As shown in the figure above, the overall R&D investment in semiconductors in the United States in 2018 was $580 billion, of which basic research accounted for 17%, applied research accounted for 20%, and product development accounted for 63%. In terms of funding sources, 42% of basic research came from the federal government, 29% from companies, and 29% from universities and other non-profit organizations. Although the overall proportion of government-funded research funds is not high, the technological breakthroughs achieved have a significant impact on the development of the semiconductor industry. For example, the Microwave and Millimeter Wave Integrated Circuit (MIMIC) project funded by the U.S. Department of Defense in the late 1980s developed gallium arsenide (GaAs) transistors. RF devices based on this material and structure make wireless connections between smartphones and cellular communication towers possible.

Over the past 40 years, the proportion of U.S. corporate investment in semiconductor research and development to GDP has increased almost 10 times, while the government's investment in semiconductors has not increased.

• • • • •

#### [Your instructions]
Answer these questions using the passage on U.S. semiconductor research funding:
1. What share of basic research funding came from the federal government?
2. Which U.S. department funded the MIMIC project in the late 1980s?
3. Over the past 40 years, by roughly how much has the proportion of U.S. corporate semiconductor R&D investment to GDP increased?

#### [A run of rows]
• • • • •

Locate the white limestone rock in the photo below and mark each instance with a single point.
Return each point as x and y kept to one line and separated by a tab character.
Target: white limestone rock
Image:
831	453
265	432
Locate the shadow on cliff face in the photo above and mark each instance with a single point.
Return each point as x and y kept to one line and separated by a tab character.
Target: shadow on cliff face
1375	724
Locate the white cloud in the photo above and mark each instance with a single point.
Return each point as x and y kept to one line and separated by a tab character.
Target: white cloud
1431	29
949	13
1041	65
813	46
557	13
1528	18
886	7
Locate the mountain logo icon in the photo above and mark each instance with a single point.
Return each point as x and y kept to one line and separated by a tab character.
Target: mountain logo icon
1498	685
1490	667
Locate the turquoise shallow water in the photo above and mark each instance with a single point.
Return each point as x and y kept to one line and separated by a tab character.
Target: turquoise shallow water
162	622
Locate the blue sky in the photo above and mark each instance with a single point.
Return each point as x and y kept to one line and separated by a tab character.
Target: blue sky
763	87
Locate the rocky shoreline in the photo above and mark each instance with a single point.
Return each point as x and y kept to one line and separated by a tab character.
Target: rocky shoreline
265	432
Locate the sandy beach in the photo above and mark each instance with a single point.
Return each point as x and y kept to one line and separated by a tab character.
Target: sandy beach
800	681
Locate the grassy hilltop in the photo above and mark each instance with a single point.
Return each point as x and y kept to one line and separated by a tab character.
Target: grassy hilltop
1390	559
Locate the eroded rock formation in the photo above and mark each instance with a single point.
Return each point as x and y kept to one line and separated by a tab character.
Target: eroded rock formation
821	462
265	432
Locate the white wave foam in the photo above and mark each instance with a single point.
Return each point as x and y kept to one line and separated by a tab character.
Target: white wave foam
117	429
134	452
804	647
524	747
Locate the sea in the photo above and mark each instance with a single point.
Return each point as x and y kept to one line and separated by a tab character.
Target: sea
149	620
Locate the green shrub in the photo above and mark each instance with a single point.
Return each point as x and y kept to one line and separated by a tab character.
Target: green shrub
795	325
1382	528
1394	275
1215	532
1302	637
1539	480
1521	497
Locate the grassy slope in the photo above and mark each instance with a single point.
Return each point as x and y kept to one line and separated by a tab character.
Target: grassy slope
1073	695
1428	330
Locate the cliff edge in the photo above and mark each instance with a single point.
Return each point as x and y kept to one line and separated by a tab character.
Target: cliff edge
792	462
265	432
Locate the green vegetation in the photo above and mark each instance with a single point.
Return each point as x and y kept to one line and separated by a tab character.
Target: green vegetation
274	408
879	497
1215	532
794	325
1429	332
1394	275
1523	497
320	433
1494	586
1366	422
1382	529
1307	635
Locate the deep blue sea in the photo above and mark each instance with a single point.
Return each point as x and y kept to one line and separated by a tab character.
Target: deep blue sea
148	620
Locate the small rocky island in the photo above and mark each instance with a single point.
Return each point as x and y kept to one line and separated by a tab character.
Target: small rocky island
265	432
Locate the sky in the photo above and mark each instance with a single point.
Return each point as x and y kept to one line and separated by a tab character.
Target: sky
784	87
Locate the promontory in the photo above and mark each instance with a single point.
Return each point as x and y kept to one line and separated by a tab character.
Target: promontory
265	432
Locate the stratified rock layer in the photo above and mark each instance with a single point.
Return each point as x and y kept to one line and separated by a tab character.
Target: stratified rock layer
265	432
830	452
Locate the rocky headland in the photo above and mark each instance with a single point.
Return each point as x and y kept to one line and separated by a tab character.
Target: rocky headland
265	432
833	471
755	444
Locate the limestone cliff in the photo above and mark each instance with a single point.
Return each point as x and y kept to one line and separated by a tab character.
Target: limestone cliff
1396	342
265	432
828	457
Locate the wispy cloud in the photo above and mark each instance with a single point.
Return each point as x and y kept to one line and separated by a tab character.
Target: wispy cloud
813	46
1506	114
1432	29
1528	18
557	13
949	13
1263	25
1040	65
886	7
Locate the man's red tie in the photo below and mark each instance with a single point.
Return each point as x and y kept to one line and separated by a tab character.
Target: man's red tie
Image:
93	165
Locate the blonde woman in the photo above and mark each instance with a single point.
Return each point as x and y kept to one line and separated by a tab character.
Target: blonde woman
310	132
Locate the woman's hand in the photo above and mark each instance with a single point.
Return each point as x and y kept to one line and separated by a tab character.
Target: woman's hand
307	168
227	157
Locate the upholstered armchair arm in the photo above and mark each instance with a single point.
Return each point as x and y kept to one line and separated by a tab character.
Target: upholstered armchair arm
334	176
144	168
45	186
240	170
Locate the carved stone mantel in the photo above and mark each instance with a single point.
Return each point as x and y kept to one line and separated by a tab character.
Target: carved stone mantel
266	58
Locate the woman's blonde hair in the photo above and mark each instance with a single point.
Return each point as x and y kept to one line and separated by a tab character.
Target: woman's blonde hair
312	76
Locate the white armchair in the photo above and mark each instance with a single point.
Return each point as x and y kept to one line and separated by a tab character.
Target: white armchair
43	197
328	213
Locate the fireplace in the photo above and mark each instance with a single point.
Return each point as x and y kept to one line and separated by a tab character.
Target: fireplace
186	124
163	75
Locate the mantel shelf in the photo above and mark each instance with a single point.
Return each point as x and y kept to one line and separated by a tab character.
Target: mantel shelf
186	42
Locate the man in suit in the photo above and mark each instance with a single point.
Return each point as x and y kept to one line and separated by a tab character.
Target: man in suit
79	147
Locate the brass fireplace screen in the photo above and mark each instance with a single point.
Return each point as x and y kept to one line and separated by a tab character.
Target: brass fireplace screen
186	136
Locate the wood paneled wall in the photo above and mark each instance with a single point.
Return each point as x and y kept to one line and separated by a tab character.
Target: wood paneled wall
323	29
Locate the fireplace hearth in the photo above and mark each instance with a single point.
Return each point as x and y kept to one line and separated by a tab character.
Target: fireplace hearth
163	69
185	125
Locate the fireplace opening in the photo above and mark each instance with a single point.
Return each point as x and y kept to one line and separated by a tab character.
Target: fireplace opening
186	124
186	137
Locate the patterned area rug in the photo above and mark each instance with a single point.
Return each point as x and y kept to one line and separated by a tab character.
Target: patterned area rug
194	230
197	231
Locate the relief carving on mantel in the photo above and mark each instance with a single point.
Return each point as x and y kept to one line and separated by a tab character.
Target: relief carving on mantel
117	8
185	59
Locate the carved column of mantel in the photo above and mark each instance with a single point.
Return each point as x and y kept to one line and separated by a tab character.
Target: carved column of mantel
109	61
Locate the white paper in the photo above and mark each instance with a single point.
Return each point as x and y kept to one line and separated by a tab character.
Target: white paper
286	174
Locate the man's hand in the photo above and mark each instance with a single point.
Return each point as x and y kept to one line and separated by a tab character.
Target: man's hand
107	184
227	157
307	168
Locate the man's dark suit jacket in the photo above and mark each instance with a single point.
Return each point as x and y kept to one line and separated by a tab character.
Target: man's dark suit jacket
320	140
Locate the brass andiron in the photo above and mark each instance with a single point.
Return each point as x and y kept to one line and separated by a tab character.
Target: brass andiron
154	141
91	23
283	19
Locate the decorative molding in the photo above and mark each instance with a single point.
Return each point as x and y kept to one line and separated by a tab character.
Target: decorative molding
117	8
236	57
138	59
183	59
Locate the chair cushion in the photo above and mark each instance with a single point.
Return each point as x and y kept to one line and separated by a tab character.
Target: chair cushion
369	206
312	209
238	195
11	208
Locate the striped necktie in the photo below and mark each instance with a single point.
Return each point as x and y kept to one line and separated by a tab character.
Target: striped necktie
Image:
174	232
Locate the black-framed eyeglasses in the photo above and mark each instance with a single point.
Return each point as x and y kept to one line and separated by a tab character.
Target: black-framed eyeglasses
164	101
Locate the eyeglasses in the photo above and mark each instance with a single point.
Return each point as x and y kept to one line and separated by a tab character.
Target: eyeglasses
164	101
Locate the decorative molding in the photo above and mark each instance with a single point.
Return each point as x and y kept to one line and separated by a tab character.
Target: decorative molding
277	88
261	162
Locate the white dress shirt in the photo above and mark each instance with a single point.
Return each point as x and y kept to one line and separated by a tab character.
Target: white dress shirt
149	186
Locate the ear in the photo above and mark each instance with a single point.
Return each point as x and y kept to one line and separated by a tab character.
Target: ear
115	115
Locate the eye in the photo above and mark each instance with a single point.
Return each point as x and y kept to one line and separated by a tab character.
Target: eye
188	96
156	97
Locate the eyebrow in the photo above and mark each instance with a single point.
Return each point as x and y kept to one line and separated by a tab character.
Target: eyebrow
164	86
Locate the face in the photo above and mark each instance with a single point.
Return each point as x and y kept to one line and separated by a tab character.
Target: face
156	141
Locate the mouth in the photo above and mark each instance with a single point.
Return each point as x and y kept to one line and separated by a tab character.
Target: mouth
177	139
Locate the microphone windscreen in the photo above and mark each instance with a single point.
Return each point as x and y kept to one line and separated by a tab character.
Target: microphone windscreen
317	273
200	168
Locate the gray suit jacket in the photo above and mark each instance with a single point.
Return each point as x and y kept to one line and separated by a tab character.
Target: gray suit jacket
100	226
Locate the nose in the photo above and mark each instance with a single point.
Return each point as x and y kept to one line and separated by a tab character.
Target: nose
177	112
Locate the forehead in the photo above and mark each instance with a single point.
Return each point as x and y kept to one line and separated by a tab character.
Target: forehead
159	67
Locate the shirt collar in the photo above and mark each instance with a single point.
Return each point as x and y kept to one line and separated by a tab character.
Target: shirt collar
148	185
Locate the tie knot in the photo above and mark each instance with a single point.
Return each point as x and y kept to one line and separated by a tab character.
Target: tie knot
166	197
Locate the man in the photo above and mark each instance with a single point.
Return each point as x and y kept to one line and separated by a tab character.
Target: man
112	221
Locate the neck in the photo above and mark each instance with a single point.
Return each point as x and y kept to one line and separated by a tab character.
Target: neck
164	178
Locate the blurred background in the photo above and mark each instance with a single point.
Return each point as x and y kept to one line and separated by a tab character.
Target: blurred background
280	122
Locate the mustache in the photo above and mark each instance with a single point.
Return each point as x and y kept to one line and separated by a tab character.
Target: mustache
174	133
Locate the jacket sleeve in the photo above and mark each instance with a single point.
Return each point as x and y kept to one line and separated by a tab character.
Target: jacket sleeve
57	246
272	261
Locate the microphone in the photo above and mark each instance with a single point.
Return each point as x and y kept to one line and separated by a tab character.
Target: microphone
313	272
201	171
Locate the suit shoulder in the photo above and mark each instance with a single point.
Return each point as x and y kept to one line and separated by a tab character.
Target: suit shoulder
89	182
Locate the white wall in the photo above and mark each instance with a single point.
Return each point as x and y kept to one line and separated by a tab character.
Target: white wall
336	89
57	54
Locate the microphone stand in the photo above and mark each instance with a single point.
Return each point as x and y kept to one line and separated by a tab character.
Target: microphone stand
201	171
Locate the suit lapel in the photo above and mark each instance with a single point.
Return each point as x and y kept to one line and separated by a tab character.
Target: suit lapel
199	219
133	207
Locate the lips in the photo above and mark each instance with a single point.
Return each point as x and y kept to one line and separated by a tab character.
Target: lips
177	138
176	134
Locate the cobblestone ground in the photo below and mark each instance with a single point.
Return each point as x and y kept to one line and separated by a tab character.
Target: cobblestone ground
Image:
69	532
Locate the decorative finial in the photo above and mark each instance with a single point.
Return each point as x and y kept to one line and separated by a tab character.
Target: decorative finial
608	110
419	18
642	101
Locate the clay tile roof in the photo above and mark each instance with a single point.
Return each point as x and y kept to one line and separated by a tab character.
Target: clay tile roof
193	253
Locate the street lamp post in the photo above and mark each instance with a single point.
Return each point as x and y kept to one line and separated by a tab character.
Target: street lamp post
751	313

• • • • •

#### [Solution to the problem]
1. 42%
2. The U.S. Department of Defense
3. Almost 10 times